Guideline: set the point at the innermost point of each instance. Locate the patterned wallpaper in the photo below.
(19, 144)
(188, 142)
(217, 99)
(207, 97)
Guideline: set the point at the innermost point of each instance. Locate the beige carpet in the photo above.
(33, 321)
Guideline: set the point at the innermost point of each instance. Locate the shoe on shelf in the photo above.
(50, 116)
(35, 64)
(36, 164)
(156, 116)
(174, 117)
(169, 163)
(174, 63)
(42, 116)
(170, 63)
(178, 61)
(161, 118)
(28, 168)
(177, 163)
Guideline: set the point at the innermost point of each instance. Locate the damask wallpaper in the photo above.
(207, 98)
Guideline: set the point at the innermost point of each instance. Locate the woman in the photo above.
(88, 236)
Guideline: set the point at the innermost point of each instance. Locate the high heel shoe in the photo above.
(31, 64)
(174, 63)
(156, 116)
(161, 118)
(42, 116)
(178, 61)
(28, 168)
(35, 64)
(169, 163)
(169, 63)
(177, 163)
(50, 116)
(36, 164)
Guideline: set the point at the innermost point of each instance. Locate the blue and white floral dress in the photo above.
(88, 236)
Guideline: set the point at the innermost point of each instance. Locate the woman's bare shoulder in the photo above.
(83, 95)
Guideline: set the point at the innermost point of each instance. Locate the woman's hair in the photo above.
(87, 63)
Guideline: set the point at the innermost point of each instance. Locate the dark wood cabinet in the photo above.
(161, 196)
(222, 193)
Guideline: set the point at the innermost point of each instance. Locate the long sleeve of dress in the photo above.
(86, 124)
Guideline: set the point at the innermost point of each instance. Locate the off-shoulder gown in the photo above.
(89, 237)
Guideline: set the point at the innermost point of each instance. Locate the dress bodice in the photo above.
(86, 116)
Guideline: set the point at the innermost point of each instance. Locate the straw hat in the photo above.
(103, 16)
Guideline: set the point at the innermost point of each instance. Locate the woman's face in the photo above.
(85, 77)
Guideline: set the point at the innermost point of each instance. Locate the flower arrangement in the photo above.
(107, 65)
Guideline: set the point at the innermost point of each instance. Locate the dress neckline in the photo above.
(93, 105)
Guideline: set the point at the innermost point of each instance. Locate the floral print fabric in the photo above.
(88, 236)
◇ ◇ ◇ ◇ ◇ ◇ ◇
▶ _Stated problem_
Render the listing above as a two-column CSV with the header row instruction,points. Each row should pair one line beginning "Guideline:" with all the coordinate pairs listed under it, with both fields quoted and any line breaks turned into spaces.

▶ _Written solution_
instruction,points
"Guideline: set the point at the innermost point of each instance. Locate the patterned wallpaper in the photo below.","(19, 144) (188, 142) (217, 99) (207, 97)"
"Guideline: set the point at the innermost point of each instance. Locate the beige carpet in the photo above.","(33, 321)"
"Guideline: set the point at the innermost point of each instance. Locate the shoe on shelf in the photo above.","(50, 116) (35, 64) (36, 164) (156, 116) (174, 117) (169, 163) (174, 63) (42, 116) (170, 63) (178, 61) (161, 118) (28, 168) (177, 163)"
"Guideline: set the point at the innermost point of each instance. Locate the damask wallpaper in the photo above.","(207, 98)"
"Guideline: set the point at the innermost point of each instance. Locate the woman in the photo above.","(88, 236)"
"Guideline: set the point at the innermost point of each instance. Locate the high heel shoe in the photo above.","(31, 64) (174, 63) (156, 116) (161, 118) (42, 116) (178, 61) (28, 168) (35, 64) (169, 163) (169, 63) (177, 163) (50, 116) (36, 164)"
"Guideline: set the point at the innermost point of each instance. Locate the blue and white floral dress in the photo above.","(88, 236)"
"Guideline: set the point at the innermost point of each instance. Locate the woman's bare shoulder in the photo above.","(83, 95)"
"Guideline: set the point at the innermost point of each instance. Locate the woman's hair in the photo above.","(87, 63)"
"Guideline: set the point at the innermost point of each instance. Locate the dark wood cabinet in the photo above.","(161, 196) (222, 193)"
"Guideline: set the point at the innermost point of each instance. Locate the long sleeve of dress in the photo above.","(86, 124)"
"Guideline: set the point at the innermost point of each instance. Locate the off-shoulder gown in the photo above.","(89, 237)"
"Guideline: set the point at the innermost point of each instance. Locate the dress bodice in the photo above.","(86, 116)"
"Guideline: set the point at the innermost point of each instance. Locate the straw hat in the photo above.","(103, 16)"
"Guideline: set the point at the innermost point of each instance. Locate the woman's face in the photo above.","(85, 77)"
"Guideline: set the point at the innermost point of each instance. Locate the flower arrangement in the photo above.","(107, 65)"
"Guideline: set the point at the innermost point of each instance. Locate the dress neckline in the photo above.","(93, 105)"
"Guideline: set the point at the innermost point of each instance. Locate the floral print fabric in the photo above.","(88, 236)"